▶ [Your goal] Translate this sentence from the passage on Fateh politics into Spanish: "Both had earlier spent time in Israeli prisons and are fluent Hebrew speakers."

── Extract to read ──

If and when Abbas leaves the scene, Dahlan is almost certain to reappear in the West Bank. He will have coordinated
his moves with his Arab sponsors and possibly even with certain Hamas leaders he knows from his Gazan youth and
certain Israeli leaders like Defense Minister Avigdor Lieberman, a former business associate in the now defunct
Jericho casino.
A second alternative candidate whose status was seemingly enhanced by the Fateh conference is Jibril Rajoub. When
Dahlan headed security in Gaza, Rajoub was security chief under Arafat in the West Bank. Both had earlier spent
time in Israeli prisons and are fluent Hebrew speakers. But Rajoub has chosen to bide his time in the West Bank and
strengthen his popularity in a way that seemingly does not threaten Abbas: by heading Palestinian Olympic and other
sports federations, mainly soccer, and leveraging this position to campaign against Israel in the international
sports arena, albeit thus far without success in isolating it. In the voting for Fateh ruling institutions at last
week’s conference, Rajoub came in second behind Marwan Barghouti, who is serving multiple life sentences in Israeli
prison for intifada-linked terrorist offenses and whose election is strictly symbolic.
Q. Hasn’t this at least given us all an extension of peace and quiet on the West Bank?
A. Not if we believe IDF Chief of Intelligence General Hertzi Halevy. Last week he predicted chaos in the West Bank during 2017, apparently due to Abbas’s increasingly weak position of leadership. Obviously, last week’s Fateh conference was intended to dispel that assessment. Time will tell whether Abbas succeeded.
Q. Granted that Abbas’s principal effort, backed by people like Rajoub, is to isolate Israel internationally. So isn’t France’s decision last week to label all goods from the West Bank and the Golan as “settlement products” rather than “made in Israel” a blow to Israel?
A. It is indeed a setback, but a minor one. It stung sufficiently for Member of Knesset Michael Oren, former
Israeli ambassador in the US and today deputy minister of diplomacy in the Prime Minister’s Office, to issue a
sharp media rebuke. But like the Fateh conference, there is a lot more here than meets the eye.
The French were the first to implement a 2015 European Union directive to label settlement products. Oren accused
them of boycotting Israel. But this is not a boycott, in the sense that French consumers are not being told not to
buy goods made in settlements and those goods are not being removed from Paris supermarket shelves. Rather, the
French are being told the unassailable truth: these goods are not made in Israel because the West Bank is not part
of Israel. For Israel to insist they be labeled as Israeli goods it would have to annex the West Bank and this it
has for nearly 50 years carefully avoided doing.

───
── Dataset ──

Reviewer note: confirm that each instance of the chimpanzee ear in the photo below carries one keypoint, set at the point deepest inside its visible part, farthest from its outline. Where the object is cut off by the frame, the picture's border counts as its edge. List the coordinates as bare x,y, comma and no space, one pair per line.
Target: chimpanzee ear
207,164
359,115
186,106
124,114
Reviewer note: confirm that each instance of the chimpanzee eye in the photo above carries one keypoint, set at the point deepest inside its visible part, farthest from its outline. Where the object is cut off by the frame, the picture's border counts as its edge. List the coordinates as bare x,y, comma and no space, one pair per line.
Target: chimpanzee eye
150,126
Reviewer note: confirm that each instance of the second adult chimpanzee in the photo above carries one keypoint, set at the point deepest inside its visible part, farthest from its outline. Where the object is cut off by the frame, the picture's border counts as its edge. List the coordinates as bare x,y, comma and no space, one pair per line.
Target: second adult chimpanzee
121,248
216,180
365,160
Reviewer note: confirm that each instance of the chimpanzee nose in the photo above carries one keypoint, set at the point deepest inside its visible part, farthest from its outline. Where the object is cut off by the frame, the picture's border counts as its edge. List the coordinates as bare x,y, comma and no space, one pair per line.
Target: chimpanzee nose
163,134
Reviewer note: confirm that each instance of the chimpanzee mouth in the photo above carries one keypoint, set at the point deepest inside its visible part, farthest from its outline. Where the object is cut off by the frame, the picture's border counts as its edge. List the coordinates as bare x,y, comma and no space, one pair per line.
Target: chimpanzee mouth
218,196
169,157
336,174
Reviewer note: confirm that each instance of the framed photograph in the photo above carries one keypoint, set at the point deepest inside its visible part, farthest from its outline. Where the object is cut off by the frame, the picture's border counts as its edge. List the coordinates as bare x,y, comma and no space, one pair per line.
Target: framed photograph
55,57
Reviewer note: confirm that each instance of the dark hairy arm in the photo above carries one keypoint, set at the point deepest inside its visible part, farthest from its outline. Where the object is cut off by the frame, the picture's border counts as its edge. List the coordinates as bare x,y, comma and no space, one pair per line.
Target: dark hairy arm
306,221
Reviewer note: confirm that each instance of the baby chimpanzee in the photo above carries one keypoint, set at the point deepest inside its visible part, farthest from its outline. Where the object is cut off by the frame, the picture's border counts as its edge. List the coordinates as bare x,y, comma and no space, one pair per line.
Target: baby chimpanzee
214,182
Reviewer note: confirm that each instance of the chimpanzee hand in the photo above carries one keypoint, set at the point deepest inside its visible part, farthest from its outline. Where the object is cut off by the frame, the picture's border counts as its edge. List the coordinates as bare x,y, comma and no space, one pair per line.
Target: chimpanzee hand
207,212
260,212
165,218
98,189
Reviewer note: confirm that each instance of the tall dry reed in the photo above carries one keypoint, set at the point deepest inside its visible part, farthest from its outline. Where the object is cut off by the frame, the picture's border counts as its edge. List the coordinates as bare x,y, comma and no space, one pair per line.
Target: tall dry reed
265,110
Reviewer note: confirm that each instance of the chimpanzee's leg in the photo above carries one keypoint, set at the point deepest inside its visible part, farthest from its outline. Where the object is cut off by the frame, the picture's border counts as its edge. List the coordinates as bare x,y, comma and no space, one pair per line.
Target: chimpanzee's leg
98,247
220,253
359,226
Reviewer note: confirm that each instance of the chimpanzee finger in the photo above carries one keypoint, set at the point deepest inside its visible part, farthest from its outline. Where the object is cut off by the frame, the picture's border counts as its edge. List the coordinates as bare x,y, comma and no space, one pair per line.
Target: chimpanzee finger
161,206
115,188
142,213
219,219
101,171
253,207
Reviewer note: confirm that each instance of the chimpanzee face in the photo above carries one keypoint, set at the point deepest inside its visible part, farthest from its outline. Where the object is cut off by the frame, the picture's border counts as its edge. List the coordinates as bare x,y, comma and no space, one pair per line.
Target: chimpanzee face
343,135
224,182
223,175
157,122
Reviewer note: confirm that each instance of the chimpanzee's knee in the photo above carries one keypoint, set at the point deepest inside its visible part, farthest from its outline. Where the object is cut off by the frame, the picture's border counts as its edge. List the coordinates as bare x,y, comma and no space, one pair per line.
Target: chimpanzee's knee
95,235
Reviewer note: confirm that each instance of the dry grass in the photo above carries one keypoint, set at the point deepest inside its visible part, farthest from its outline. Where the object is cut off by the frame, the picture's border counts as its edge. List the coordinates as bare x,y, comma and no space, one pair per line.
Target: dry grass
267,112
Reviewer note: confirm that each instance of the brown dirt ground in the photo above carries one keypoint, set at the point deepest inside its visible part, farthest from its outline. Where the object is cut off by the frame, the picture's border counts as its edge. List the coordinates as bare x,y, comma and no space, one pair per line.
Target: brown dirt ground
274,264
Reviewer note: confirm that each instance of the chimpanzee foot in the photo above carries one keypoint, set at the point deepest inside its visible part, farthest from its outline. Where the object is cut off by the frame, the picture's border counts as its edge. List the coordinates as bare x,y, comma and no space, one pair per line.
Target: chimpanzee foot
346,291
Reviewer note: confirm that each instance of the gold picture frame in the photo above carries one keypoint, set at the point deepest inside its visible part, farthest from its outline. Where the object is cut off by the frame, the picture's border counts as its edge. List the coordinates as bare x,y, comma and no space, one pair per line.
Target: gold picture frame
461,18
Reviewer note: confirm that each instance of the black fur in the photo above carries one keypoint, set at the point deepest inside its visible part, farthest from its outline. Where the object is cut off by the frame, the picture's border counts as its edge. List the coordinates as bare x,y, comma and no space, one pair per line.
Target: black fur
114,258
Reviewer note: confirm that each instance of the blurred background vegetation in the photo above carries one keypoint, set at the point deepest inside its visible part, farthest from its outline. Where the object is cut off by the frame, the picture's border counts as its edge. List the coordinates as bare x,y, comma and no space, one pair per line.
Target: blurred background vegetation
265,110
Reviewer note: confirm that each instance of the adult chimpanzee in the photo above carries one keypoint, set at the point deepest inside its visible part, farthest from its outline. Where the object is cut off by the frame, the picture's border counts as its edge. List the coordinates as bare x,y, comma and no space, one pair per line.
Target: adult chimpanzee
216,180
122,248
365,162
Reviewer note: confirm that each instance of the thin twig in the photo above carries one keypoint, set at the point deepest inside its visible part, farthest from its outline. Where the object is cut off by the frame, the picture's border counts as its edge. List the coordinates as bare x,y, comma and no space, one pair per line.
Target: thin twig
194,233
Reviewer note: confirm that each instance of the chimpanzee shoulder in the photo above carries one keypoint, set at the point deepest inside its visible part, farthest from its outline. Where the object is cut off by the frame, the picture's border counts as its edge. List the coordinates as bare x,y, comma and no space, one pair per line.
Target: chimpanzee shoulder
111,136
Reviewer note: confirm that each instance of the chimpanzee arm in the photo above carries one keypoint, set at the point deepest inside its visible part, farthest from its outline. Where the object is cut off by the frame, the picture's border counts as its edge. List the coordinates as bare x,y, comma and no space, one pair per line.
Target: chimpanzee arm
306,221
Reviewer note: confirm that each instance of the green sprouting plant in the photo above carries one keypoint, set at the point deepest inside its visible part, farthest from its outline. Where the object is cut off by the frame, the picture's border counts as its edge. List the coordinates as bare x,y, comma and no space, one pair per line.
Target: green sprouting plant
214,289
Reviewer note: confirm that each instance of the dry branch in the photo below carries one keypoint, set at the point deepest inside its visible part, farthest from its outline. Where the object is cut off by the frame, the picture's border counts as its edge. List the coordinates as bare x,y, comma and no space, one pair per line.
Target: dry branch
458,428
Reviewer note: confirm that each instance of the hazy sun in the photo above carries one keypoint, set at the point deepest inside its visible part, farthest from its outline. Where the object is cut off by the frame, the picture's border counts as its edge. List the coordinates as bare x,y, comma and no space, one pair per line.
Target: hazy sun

───

▶ [Response to the exercise] Ambos habían pasado tiempo anteriormente en prisiones israelíes y hablan hebreo con fluidez.